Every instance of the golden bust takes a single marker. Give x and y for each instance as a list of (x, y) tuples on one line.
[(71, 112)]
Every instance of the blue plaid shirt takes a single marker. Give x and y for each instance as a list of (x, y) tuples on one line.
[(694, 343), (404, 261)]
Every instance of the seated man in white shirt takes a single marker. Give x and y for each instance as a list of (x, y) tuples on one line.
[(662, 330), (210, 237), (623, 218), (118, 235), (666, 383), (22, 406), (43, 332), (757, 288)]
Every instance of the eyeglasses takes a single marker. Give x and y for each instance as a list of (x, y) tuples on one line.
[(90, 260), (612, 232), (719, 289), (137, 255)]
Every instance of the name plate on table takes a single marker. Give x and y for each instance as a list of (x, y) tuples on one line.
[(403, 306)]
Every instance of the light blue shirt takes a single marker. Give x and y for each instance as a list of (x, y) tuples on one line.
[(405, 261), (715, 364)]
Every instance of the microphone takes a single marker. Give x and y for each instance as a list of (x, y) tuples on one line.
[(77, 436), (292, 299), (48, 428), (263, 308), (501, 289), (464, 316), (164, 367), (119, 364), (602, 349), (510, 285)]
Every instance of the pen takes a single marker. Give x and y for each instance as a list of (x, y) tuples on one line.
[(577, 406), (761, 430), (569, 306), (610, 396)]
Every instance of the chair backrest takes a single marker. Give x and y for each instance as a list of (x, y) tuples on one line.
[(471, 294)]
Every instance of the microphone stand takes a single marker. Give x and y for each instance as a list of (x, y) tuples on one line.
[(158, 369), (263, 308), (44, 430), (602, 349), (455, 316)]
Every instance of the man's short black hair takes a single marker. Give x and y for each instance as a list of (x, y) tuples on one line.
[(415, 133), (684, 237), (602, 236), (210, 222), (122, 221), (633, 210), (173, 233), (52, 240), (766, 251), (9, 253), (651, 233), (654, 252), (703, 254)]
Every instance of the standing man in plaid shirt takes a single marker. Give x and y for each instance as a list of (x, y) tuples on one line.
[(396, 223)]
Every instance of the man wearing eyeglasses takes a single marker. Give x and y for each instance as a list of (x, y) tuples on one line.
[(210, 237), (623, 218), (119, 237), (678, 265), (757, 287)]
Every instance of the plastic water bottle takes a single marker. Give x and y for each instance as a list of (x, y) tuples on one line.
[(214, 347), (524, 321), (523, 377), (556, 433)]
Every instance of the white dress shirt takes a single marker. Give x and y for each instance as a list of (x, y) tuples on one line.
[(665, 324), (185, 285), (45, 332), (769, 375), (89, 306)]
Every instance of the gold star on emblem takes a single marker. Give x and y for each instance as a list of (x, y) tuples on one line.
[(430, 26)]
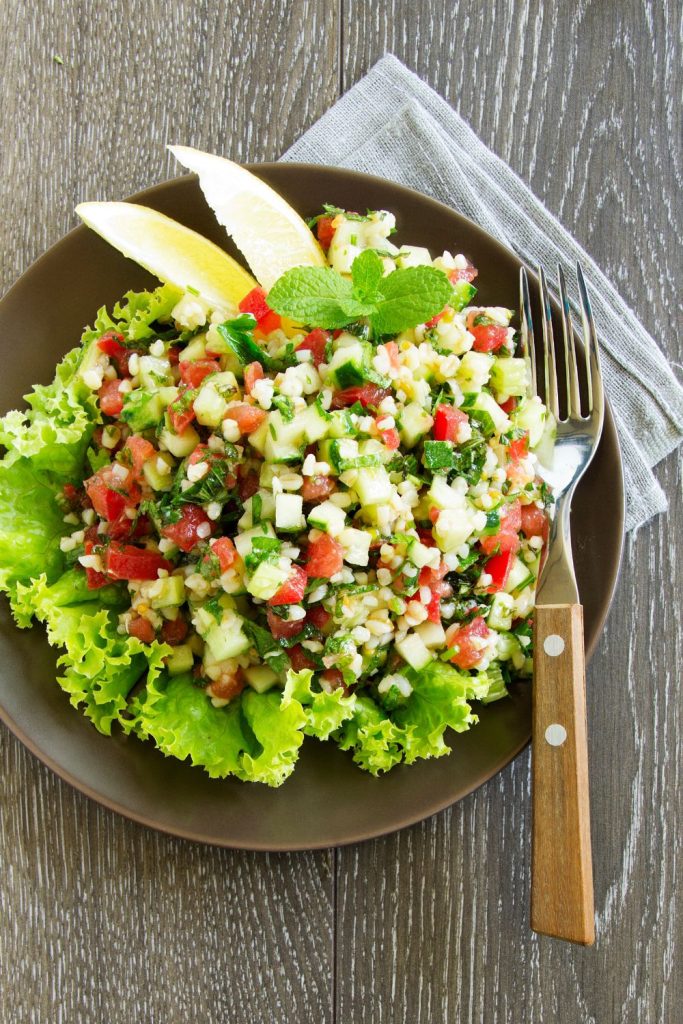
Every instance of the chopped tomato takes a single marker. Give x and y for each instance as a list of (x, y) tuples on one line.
[(140, 452), (180, 412), (141, 629), (468, 641), (292, 590), (325, 228), (317, 616), (498, 568), (315, 342), (507, 538), (367, 394), (253, 373), (447, 421), (487, 337), (326, 557), (255, 303), (300, 658), (248, 418), (223, 549), (535, 520), (185, 532), (174, 631), (194, 372), (518, 449), (316, 488), (111, 399), (281, 628), (125, 561)]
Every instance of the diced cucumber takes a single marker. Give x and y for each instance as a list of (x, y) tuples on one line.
[(267, 579), (415, 423), (356, 545), (530, 415), (154, 371), (373, 485), (289, 512), (180, 659), (510, 377), (431, 634), (226, 638), (328, 517), (157, 480), (500, 613), (413, 649), (474, 371), (260, 678), (167, 592), (195, 349), (244, 542), (209, 407), (179, 444)]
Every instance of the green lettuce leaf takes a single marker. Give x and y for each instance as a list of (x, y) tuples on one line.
[(325, 712)]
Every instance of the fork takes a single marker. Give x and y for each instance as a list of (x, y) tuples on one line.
[(561, 867)]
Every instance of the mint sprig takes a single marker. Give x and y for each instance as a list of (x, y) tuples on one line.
[(321, 297)]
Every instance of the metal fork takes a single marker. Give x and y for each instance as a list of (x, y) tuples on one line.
[(561, 867)]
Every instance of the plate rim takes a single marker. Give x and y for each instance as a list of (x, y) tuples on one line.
[(368, 834)]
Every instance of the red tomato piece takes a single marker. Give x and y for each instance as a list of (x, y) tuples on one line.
[(141, 629), (325, 228), (223, 549), (315, 342), (174, 631), (367, 394), (325, 558), (316, 488), (248, 418), (280, 628), (535, 521), (140, 452), (467, 639), (185, 532), (256, 304), (487, 337), (253, 373), (447, 421), (111, 399), (125, 561), (292, 590), (498, 568), (299, 658), (194, 372)]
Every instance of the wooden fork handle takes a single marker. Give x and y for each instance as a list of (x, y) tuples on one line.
[(561, 867)]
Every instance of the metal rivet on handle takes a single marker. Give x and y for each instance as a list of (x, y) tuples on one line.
[(553, 645), (556, 734)]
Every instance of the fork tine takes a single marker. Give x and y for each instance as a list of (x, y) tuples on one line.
[(595, 392), (570, 369), (550, 367), (526, 325)]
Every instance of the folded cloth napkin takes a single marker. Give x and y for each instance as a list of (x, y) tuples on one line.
[(393, 125)]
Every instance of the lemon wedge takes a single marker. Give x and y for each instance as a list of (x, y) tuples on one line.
[(270, 235), (172, 252)]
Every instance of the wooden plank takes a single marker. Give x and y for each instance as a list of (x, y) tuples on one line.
[(101, 920), (433, 923)]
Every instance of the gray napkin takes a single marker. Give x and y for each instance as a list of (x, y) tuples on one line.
[(393, 125)]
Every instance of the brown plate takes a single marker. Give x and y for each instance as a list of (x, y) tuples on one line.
[(328, 800)]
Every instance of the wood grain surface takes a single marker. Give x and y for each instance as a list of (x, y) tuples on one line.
[(102, 921)]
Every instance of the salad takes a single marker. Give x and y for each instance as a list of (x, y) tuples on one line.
[(315, 512)]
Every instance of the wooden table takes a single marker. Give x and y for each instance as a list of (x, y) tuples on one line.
[(102, 921)]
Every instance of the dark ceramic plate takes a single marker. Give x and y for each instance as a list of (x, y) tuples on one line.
[(328, 800)]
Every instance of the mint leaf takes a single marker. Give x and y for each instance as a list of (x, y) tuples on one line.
[(316, 296), (410, 297), (367, 272)]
########
- **Required task**:
Write out the rows above verbatim, starting from the very first line and ending with the line that contains "332), (757, 288)]", with that line included.

- **Answer to this exercise**:
Every instance of the golden bust takes a single marker. Give x and y for each instance as a list of (x, y) tuples on one line.
[(71, 112)]
Every instance of the blue plaid shirt takes a single marker. Give x and y for each instance as a list of (x, y) tuples on one line.
[(694, 343), (404, 261)]
Every instance of the seated man in white shirt takes a single marker. Give x and y for each instance as a list of (x, y) tuples on one line.
[(662, 330), (210, 237), (623, 218), (118, 235), (666, 383), (22, 406), (43, 332), (757, 288)]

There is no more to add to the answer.